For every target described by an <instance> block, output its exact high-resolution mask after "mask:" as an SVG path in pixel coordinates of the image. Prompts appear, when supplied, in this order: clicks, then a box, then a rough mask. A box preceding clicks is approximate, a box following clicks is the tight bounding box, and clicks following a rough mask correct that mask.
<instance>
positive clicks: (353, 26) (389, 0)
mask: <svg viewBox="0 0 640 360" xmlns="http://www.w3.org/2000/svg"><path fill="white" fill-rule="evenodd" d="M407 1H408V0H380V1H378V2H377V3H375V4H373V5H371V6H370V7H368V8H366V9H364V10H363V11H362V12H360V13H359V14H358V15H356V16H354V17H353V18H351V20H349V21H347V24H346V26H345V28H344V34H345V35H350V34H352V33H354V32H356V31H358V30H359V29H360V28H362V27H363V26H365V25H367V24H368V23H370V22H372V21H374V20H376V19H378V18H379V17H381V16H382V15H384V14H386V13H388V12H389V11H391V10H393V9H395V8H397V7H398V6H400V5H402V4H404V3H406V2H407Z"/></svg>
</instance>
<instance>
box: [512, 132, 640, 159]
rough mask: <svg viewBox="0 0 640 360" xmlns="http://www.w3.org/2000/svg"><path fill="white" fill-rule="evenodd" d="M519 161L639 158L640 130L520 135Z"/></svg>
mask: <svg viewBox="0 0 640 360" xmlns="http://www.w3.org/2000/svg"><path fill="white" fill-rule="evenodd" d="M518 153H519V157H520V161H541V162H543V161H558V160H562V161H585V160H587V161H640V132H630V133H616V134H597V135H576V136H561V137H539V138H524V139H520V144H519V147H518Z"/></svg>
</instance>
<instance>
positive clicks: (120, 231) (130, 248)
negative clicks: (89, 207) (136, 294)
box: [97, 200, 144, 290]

### What is being asked
Pick out every line of the data above that contains the string "clicks", and copy each of those lines in full.

### Output
For every target described by an <instance> block, output its exact high-resolution mask after "mask:" as an SVG path in pixel coordinates of the image. Prompts appear, when supplied, in this order: clicks, then a box, then a rough mask. A box preceding clicks is approximate, a box following clicks is the tight bounding box, and clicks following a rough mask correct that mask.
positive clicks: (353, 26) (389, 0)
positive clicks: (120, 231) (130, 248)
negative clicks: (89, 207) (136, 294)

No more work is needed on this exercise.